--- START ---
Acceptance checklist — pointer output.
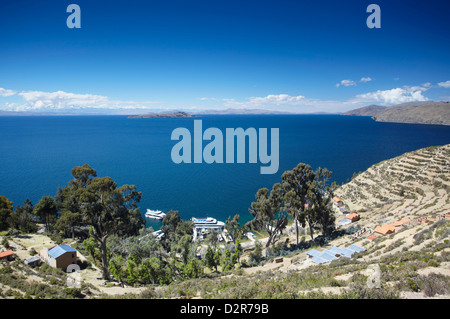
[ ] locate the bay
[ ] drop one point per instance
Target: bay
(37, 154)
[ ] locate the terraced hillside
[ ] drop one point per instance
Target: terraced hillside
(412, 185)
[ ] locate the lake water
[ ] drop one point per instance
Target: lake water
(38, 153)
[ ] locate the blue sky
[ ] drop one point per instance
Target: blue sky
(298, 56)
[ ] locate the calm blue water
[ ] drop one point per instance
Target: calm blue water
(38, 153)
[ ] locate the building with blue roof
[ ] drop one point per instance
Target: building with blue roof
(60, 256)
(328, 255)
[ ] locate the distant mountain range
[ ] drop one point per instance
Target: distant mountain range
(429, 112)
(160, 115)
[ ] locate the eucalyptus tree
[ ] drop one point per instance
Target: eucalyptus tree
(6, 210)
(319, 214)
(233, 228)
(296, 184)
(46, 209)
(110, 210)
(269, 212)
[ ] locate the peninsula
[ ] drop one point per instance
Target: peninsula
(429, 112)
(160, 115)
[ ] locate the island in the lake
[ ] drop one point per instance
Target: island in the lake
(160, 115)
(428, 112)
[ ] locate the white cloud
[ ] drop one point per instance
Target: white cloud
(366, 79)
(60, 100)
(269, 100)
(445, 84)
(394, 96)
(346, 83)
(6, 92)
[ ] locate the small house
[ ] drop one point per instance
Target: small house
(385, 229)
(60, 256)
(33, 261)
(353, 217)
(7, 255)
(402, 222)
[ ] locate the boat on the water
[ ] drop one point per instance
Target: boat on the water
(208, 222)
(156, 214)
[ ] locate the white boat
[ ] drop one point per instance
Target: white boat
(156, 214)
(207, 223)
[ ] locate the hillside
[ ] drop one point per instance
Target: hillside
(429, 112)
(413, 261)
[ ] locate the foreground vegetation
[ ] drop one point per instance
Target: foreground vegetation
(102, 221)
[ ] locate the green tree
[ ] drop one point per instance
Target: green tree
(22, 218)
(117, 267)
(256, 255)
(236, 257)
(268, 212)
(46, 209)
(6, 210)
(149, 270)
(193, 269)
(296, 184)
(319, 214)
(209, 259)
(233, 228)
(132, 272)
(105, 209)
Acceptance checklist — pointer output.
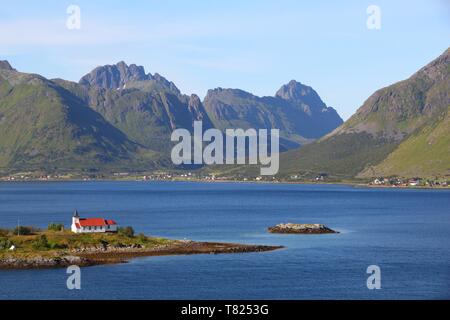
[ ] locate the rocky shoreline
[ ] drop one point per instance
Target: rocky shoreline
(110, 255)
(295, 228)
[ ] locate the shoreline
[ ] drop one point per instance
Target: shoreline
(351, 184)
(95, 256)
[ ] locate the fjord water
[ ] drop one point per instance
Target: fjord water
(405, 232)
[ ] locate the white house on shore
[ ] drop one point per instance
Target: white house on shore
(92, 225)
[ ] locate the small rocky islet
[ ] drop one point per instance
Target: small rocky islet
(49, 249)
(304, 228)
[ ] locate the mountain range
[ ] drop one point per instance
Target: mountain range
(401, 130)
(118, 117)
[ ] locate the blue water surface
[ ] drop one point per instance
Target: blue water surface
(405, 232)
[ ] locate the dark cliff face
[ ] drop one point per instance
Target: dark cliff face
(399, 130)
(4, 64)
(298, 93)
(114, 76)
(296, 110)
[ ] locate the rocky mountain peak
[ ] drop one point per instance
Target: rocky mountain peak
(295, 91)
(115, 76)
(4, 65)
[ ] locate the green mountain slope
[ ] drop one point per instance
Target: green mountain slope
(424, 154)
(398, 117)
(147, 108)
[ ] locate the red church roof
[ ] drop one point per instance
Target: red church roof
(95, 222)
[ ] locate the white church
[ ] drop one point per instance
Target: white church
(92, 225)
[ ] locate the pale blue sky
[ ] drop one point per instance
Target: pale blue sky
(254, 45)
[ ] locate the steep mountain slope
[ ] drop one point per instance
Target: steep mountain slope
(147, 108)
(296, 110)
(42, 125)
(424, 154)
(390, 117)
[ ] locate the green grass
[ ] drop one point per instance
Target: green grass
(62, 242)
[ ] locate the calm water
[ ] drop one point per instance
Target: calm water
(405, 232)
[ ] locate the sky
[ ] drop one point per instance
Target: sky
(254, 45)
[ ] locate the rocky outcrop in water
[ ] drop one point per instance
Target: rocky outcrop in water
(301, 228)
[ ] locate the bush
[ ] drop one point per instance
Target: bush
(4, 232)
(55, 227)
(126, 231)
(41, 243)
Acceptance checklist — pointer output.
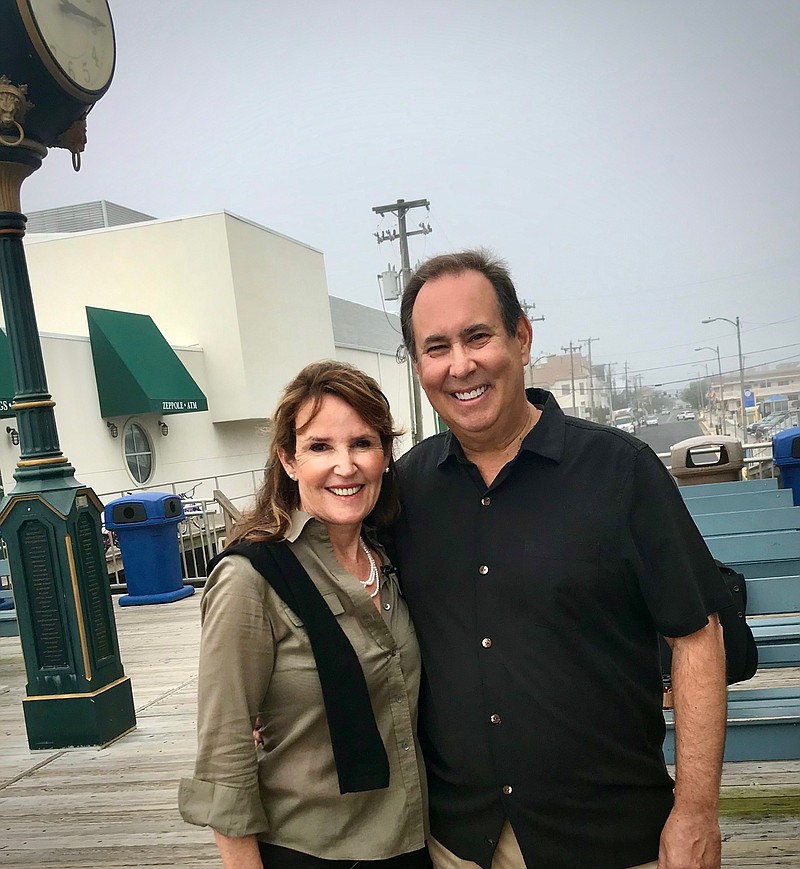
--- END ---
▸ **Work required**:
The expected result is the complete listing above, printed exactly, with no pictures.

▸ **Task result**:
Acceptance checklist — pointer output.
[ ] locate the bay
[ ] drop one point per instance
Target: bay
(37, 154)
[ ] locate the terraced hillside
[ ] drop one point per instance
Target: terraced hillside
(412, 185)
[ ] locate the lake water
[ ] drop one point per instance
Target: lake water
(38, 153)
[ ] locate the blue sky
[ ] drop one point per instance
Target: blue sky
(298, 56)
[ ] locate the calm blue water
[ ] drop one point per instance
Target: calm blue water
(38, 153)
[ ] locate the building with blue roof
[ ] drop one point per instance
Target: building with blue roof
(60, 256)
(328, 255)
[ ] locate the distant mountain range
[ ] drop one point per instance
Target: distant mountain range
(429, 112)
(160, 115)
[ ] locate the eucalyptus tree
[ ] drop one point per instance
Target: eucalyptus tree
(6, 210)
(319, 214)
(233, 228)
(296, 184)
(46, 209)
(110, 210)
(269, 212)
[ ] locate the peninsula
[ ] drop one point per instance
Target: peninsula
(429, 112)
(160, 115)
[ ] locate the island in the lake
[ ] drop one point per instance
Target: island in the lake
(160, 115)
(428, 112)
[ ] locate the white cloud
[ ] drop one point per instance
Target: white cloud
(366, 79)
(60, 100)
(269, 100)
(445, 84)
(394, 96)
(346, 83)
(6, 92)
[ ] locate the small house
[ ] drop one point per instance
Target: small house
(385, 229)
(60, 256)
(33, 261)
(353, 217)
(7, 255)
(402, 222)
[ ] locate the boat on the water
[ ] drop one point per instance
Target: boat on the water
(208, 222)
(156, 214)
[ ] locate the white boat
[ ] drop one point per instance
Target: white boat
(156, 214)
(207, 223)
[ ] locate the hillside
[ ] drop one point per instance
Target: hillside
(429, 112)
(413, 261)
[ ] locate the foreground vegetation
[ ] drop one point per instance
Target: foreground vegetation
(102, 221)
[ ] locate the green tree
[ ] drop one point per instance
Target: green tree
(22, 218)
(117, 267)
(256, 255)
(236, 257)
(268, 212)
(46, 209)
(6, 210)
(149, 270)
(193, 269)
(296, 184)
(319, 214)
(209, 259)
(233, 228)
(132, 272)
(105, 209)
Acceptance checklist — pointer output.
[ ] locate the rocky shoreline
[ ] drop one point per instance
Target: rocky shoreline
(110, 255)
(295, 228)
[ ] locate the shoreline
[ ] drop one point per instance
Target: shoreline
(351, 184)
(95, 256)
[ ] locate the fjord water
[ ] drop one point per instance
Target: fjord water
(405, 232)
[ ] locate the white house on shore
[ ] drop one point per instance
Target: white house on shore
(92, 225)
[ ] locate the small rocky islet
[ ] drop one point per instance
Target: small rocky islet
(49, 249)
(304, 228)
[ ] locate the mountain range
[ ] drop one point per instance
Target: mountain range
(401, 130)
(118, 117)
[ ] locate the blue water surface
[ ] drop one point per instance
Target: blue water surface
(405, 232)
[ ] locate the dark cliff face
[ ] drop one point per instance
Target: dark cliff face
(399, 130)
(4, 64)
(298, 93)
(114, 76)
(296, 110)
[ ] locate the rocky mountain peak
[ ] drop one point per instance
Target: rocky mountain peak
(295, 91)
(115, 76)
(4, 65)
[ ] locate the green mountain slope
[ ] drop one point per instance
Target: green mountain slope
(424, 154)
(398, 117)
(147, 108)
[ ] locate the red church roof
[ ] drop one point per instance
Target: red church roof
(95, 222)
[ ] locate the white church
[ ] drop one point per instance
Target: white church
(92, 225)
[ ] locate the pale blue sky
[ ] drop one point per instance
Target: pale blue sky
(254, 45)
[ ] locate the steep mountain slope
[ ] drop one point per instance
Target: steep mountain slope
(147, 108)
(296, 110)
(42, 125)
(424, 154)
(390, 117)
[ ] locate the green grass
[ ] drop one point per instance
Target: green grass
(62, 242)
[ ] locate the calm water
[ ] drop one point per instance
Target: calm water
(405, 232)
[ ] locate the sky
[ ] drop one point per instance
Target: sky
(254, 45)
[ ] locate the rocky outcrop in water
[ ] drop one point per instance
Target: rocky outcrop in water
(301, 228)
[ ] locate the bush
[ ] drop one point per instance
Target: bush
(4, 232)
(55, 227)
(126, 231)
(41, 243)
Acceptance checklist — pointer output.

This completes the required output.